[EXERCISE BRIEF]
Copy the listing from the line containing "Mark every instance of the round" through the line containing "x=358, y=351", swapping "round plate" for "dinner plate" and leaving everything else unchanged.

[SOURCE MATERIAL]

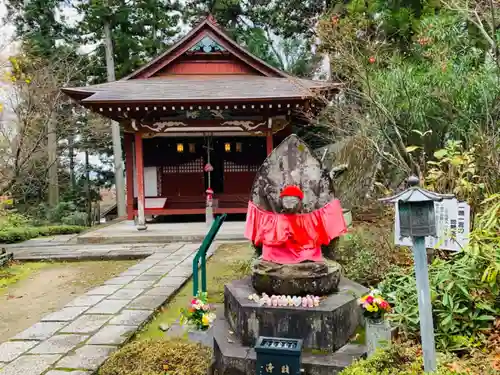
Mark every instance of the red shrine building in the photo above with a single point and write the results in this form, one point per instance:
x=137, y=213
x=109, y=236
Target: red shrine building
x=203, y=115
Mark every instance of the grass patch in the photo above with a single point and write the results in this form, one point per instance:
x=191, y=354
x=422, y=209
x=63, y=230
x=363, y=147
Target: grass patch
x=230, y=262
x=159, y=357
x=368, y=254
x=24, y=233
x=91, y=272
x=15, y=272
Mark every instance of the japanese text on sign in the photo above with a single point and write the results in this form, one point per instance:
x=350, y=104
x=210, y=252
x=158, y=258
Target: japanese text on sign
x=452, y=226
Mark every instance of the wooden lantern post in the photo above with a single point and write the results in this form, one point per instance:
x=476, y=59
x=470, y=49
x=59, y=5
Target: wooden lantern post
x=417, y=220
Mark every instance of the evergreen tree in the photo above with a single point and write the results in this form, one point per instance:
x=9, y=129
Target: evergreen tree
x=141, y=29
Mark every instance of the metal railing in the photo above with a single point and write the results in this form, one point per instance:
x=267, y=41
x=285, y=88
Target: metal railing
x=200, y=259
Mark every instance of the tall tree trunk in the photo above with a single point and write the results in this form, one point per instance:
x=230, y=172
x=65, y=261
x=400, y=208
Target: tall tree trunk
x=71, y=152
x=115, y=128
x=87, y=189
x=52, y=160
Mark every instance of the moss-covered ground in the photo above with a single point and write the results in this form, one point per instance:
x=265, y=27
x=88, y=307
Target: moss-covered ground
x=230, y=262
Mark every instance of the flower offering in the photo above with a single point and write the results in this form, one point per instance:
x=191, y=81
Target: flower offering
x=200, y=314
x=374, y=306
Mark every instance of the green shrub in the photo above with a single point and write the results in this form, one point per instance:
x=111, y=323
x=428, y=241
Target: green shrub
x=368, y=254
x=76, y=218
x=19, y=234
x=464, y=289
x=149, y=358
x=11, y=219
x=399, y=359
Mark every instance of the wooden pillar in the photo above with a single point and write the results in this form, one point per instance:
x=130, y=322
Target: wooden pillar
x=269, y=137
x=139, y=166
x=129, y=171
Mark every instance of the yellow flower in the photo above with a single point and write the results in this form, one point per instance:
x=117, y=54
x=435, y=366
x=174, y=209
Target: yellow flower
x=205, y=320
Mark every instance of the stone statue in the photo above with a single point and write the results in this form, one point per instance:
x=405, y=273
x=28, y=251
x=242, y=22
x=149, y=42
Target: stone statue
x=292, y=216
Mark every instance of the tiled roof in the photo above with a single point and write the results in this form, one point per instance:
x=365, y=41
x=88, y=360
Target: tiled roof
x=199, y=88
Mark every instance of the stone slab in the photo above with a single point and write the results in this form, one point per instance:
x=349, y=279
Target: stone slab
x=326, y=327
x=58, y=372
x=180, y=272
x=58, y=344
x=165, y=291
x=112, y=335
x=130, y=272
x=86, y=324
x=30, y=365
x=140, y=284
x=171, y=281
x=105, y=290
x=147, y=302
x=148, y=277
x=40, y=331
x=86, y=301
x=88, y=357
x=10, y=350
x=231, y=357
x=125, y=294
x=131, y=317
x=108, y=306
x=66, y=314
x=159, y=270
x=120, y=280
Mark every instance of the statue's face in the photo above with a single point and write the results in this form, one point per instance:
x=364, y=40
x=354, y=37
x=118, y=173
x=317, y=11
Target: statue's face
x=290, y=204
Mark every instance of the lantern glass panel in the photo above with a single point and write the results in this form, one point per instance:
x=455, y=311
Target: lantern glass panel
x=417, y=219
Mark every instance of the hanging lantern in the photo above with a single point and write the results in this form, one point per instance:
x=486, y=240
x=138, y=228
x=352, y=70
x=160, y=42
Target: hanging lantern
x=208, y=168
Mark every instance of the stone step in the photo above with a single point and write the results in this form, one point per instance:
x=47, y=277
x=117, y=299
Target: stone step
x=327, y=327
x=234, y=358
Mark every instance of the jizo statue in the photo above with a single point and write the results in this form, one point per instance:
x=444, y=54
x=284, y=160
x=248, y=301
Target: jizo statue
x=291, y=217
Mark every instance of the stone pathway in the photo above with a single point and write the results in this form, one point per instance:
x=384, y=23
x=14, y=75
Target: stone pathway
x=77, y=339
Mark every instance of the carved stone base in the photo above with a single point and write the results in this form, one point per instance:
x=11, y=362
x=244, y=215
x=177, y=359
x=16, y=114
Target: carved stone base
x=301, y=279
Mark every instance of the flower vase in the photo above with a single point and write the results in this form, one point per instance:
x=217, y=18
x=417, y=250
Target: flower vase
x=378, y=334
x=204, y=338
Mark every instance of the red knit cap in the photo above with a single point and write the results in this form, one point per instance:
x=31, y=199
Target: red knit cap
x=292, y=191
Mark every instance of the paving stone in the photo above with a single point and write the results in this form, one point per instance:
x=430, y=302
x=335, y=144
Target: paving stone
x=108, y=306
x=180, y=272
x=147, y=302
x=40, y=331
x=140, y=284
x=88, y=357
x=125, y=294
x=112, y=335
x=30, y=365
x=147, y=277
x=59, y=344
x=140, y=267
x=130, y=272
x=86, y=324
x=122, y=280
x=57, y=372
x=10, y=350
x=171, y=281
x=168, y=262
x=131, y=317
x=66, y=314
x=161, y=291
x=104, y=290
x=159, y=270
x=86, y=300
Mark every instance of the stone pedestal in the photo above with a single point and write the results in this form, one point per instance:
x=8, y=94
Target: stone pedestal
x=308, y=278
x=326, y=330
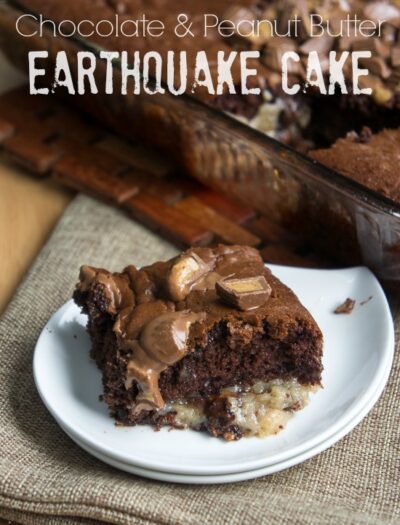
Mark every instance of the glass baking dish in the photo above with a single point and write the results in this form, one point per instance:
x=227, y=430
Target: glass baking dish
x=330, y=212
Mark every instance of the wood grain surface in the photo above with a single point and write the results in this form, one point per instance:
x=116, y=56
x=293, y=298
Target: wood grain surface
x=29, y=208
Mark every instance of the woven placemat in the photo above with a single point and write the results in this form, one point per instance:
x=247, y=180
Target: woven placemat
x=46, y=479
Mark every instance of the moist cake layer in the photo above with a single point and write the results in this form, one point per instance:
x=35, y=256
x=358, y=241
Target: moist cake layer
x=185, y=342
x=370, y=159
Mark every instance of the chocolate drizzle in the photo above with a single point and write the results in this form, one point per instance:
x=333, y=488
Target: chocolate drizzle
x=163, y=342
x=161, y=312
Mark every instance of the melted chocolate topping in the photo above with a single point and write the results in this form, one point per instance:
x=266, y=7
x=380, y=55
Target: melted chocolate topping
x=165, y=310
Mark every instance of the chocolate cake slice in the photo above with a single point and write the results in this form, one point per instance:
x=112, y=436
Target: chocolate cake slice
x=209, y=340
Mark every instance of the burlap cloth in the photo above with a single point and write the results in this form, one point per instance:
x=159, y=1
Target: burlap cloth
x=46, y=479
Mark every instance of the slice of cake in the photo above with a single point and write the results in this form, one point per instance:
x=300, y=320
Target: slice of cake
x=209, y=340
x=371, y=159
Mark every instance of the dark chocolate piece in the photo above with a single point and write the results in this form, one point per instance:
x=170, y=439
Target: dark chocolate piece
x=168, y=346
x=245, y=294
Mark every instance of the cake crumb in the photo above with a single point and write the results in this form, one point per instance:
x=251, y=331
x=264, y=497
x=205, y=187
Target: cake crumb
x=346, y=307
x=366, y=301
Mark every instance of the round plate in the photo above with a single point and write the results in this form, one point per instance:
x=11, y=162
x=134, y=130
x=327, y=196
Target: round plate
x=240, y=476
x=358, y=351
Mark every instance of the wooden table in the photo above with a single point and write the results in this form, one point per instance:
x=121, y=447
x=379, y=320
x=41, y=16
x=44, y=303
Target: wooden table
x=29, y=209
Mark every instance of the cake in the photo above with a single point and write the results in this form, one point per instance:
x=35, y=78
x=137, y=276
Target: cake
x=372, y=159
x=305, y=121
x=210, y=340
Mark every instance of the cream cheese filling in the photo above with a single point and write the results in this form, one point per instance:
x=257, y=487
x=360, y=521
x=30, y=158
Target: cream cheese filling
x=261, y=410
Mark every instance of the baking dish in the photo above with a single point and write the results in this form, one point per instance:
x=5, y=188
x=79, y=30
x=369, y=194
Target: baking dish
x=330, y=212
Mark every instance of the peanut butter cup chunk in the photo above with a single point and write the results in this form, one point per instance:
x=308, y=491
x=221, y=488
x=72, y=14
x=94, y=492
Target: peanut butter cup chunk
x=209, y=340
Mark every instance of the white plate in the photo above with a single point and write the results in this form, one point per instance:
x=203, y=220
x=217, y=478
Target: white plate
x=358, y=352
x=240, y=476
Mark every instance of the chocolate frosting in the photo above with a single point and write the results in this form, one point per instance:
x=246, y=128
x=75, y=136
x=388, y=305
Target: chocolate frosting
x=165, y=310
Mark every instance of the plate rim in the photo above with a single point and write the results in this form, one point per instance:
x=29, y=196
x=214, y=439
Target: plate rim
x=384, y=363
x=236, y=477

[ANSWER TO THIS EXERCISE]
Mark every instance of the dinner plate in the photo above with a single point and write the results in this form, one point per instance:
x=11, y=162
x=134, y=130
x=327, y=196
Target: dinner plate
x=240, y=476
x=358, y=351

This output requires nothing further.